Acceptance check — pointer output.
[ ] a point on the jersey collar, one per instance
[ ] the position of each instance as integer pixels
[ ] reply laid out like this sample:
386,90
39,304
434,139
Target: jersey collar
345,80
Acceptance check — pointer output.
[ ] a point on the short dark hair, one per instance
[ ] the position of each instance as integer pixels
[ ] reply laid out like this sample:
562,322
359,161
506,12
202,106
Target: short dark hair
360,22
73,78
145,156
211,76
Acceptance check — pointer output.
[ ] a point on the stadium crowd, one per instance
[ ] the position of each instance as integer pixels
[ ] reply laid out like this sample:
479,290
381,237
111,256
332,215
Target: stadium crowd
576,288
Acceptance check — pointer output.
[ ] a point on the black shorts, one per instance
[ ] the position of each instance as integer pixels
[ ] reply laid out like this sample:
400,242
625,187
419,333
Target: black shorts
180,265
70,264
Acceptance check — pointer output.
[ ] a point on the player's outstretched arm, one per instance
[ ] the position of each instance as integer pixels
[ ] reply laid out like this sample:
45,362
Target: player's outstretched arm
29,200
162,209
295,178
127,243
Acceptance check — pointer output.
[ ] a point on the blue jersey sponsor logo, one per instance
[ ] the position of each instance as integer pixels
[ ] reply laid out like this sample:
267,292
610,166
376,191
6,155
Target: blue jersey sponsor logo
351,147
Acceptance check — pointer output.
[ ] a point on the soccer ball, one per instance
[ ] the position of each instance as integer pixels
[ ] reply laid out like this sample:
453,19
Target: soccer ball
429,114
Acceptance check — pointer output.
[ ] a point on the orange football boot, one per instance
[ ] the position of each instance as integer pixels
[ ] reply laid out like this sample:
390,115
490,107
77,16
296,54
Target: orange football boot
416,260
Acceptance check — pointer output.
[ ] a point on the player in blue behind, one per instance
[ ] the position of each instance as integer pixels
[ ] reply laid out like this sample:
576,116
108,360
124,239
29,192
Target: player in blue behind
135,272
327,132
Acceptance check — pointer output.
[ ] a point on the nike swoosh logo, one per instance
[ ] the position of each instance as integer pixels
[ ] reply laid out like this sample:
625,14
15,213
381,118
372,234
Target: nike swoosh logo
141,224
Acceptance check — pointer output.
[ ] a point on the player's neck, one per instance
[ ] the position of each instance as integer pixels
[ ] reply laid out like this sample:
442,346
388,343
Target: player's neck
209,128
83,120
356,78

===

● **Objective**
Print the entries exactly. Include every one.

● **Completed task**
Acceptance check — pointer output.
[ ] a point on the jersey collar, one per instance
[ ] the position of each instance as integer pixels
[ ] reply laid out like this sample:
386,90
39,304
434,139
Target: jersey collar
345,80
Acceptance check — pointer output.
[ ] a point on the short dark hair, one per instance
[ ] the position of each instance as integer pixels
[ ] reply laid out like this sample:
562,322
359,161
506,12
202,106
Target: short dark hair
360,22
73,78
145,156
211,76
Acceptance check — pointer output.
[ ] a point on the stadium crowd, one per instance
[ ] the position of each instance as integer pixels
[ ] reply laid out like this sample:
479,290
381,237
111,256
332,215
Target: stadium crowd
576,288
Acceptance check — pointer output.
[ ] a point on the black shorts, one per instance
[ ] the position of each instance as integer pixels
[ ] reply laid out like this sample:
400,242
625,187
419,333
Target: black shorts
180,265
70,264
Acceptance check — pointer output.
[ ] a point on the player's outstretched arm, one per instance
[ ] the position of each instance as integer pixels
[ ] reply laid out like this sample:
45,362
Target: player's outstretched arm
29,200
162,209
295,178
127,243
Acceptance check — pointer output.
[ ] a point on the blue jersey sponsor logo, one per instance
[ ] the position of each instance as integer pixels
[ ] reply laid out like this sample:
267,292
610,166
376,191
6,155
Target: blue jersey sponsor logo
351,147
Acceptance check — pointer output.
[ ] a point on the soccer ball, one per instance
[ ] the position of each instance as integer pixels
[ ] reply laid out like this sample:
453,19
Target: soccer ball
429,114
Acceptance check — pointer output.
[ ] a point on the orange football boot, one per instance
[ ] the position of each instance as integer pixels
[ ] reply laid out like this sample:
390,115
490,107
77,16
296,54
Target: orange football boot
416,260
Acceptance check — pointer output.
[ ] a point on the player in blue behind, one per instance
[ ] the position of each instance as integer pixels
[ ] reply laid out like this sample:
576,116
108,360
124,239
29,192
Target: player in blue behind
135,272
327,132
Acceptance check — pointer output.
[ ] a point on the nike swoosh logo, one per instance
[ ] the position of each instance as integer pixels
[ ] reply laid out like this sample:
625,14
15,213
381,118
372,234
Target: nike swoosh logo
141,224
Acceptance check — pointer output.
[ ] a point on the player's neck, one per instance
[ ] the position of each instance as integer pixels
[ ] reply laid out like this sample:
442,346
388,343
Target: player's neck
209,128
83,120
356,78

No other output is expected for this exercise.